Data section.
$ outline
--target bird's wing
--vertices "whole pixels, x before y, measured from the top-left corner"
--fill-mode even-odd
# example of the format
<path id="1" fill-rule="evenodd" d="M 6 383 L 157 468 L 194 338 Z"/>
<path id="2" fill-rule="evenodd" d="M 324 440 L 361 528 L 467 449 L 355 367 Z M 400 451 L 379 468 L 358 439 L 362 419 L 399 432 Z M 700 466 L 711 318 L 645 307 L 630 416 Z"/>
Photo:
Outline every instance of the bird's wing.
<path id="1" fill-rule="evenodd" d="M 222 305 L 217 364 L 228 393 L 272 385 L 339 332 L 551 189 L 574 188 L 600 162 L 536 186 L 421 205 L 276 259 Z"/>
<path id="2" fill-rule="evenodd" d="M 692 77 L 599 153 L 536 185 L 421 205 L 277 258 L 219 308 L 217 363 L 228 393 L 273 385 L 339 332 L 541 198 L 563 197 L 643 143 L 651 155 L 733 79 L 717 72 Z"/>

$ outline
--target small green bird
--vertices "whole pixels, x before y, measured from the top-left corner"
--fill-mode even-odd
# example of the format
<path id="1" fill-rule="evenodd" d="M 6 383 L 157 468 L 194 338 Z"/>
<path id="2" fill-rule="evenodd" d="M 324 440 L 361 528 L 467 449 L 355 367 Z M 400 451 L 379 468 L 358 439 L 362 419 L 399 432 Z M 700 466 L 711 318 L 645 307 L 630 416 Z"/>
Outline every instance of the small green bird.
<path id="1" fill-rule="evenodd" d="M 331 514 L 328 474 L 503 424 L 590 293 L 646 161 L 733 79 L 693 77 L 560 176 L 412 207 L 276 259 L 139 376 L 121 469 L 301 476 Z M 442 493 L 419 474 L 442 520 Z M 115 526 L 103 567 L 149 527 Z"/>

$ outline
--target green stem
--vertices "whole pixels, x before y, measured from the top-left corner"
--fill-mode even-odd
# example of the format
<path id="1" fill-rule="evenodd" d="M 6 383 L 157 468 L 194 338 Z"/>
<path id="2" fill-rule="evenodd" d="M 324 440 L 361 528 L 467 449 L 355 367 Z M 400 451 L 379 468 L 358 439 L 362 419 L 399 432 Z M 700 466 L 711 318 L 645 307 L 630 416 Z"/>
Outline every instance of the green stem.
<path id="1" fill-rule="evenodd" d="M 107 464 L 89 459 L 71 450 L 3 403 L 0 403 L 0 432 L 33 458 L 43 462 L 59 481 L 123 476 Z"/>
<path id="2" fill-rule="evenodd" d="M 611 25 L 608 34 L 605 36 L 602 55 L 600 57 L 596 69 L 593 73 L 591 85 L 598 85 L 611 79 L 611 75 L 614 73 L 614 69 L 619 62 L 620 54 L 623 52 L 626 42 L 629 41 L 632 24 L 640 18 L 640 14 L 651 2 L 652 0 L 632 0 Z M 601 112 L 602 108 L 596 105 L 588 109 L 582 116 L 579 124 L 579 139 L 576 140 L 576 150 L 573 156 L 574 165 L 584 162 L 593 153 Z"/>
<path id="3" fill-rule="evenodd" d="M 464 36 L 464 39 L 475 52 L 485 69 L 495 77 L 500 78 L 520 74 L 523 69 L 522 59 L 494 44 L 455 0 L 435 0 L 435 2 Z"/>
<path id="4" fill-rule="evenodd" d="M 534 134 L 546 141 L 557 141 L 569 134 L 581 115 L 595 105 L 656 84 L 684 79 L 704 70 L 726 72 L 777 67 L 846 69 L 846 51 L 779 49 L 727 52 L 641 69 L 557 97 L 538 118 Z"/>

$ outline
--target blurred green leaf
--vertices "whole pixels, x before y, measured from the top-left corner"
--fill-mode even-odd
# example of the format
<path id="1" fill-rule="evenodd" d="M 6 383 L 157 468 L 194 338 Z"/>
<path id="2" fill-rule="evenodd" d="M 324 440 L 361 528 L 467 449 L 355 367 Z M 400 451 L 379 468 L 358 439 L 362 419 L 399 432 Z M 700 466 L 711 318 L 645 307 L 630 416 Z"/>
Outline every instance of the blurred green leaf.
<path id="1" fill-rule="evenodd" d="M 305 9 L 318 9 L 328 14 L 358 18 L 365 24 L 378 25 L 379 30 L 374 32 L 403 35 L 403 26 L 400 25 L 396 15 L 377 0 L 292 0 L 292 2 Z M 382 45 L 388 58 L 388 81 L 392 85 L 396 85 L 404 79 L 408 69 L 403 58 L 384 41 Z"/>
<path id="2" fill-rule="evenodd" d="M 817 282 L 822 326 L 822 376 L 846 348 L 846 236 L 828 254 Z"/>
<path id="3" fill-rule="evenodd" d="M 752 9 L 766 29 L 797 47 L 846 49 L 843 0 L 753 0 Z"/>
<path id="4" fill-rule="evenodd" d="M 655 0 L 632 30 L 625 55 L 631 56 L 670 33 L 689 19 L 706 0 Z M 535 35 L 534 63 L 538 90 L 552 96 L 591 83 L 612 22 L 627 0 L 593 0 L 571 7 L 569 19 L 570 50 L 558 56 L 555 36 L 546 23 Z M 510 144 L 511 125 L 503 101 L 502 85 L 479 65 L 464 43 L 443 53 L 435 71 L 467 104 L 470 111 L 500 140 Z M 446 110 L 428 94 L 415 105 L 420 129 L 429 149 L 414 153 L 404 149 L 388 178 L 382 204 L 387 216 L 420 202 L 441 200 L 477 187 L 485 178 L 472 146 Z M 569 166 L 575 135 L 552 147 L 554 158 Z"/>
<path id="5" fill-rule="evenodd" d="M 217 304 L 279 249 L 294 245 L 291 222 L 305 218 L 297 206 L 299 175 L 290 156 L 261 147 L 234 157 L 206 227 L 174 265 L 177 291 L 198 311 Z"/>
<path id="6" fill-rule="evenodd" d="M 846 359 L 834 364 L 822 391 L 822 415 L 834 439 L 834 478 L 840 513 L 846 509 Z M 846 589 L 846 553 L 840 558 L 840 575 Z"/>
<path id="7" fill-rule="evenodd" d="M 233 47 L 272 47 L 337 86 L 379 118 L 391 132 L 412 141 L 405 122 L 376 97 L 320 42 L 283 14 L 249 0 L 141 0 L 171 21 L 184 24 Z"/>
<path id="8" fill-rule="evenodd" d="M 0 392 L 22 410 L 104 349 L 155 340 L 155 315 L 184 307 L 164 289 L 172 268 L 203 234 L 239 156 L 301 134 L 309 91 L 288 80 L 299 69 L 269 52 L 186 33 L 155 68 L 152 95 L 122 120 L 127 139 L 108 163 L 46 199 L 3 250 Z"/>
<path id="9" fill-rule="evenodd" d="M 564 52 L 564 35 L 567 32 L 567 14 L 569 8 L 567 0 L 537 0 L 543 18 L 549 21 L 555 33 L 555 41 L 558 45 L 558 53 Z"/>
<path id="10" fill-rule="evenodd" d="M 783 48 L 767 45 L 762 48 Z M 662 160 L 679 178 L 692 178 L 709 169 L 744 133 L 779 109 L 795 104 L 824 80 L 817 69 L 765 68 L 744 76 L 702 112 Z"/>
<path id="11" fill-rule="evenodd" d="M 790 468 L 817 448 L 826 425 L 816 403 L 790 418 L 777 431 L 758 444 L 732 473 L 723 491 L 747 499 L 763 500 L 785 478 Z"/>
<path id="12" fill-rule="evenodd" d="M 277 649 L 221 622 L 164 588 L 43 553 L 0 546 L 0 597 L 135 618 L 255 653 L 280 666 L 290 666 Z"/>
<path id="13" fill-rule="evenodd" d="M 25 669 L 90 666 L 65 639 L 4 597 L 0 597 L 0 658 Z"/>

Objective. Extract every line of the data above, from its first line through the line containing "Outline every instance of the bird's wing.", inclusive, and reproduce those lines unchanged.

Response.
$ outline
--target bird's wing
--vertices "whole pixels, x before y, measured from the top-left corner"
--fill-mode even-odd
# example of the format
<path id="1" fill-rule="evenodd" d="M 6 383 L 157 468 L 194 338 Z"/>
<path id="2" fill-rule="evenodd" d="M 324 440 L 361 528 L 467 449 L 355 367 Z M 400 451 L 379 468 L 358 439 L 362 419 L 399 432 Z M 700 466 L 711 318 L 645 307 L 630 416 Z"/>
Photo:
Outline every instance of the bird's wing.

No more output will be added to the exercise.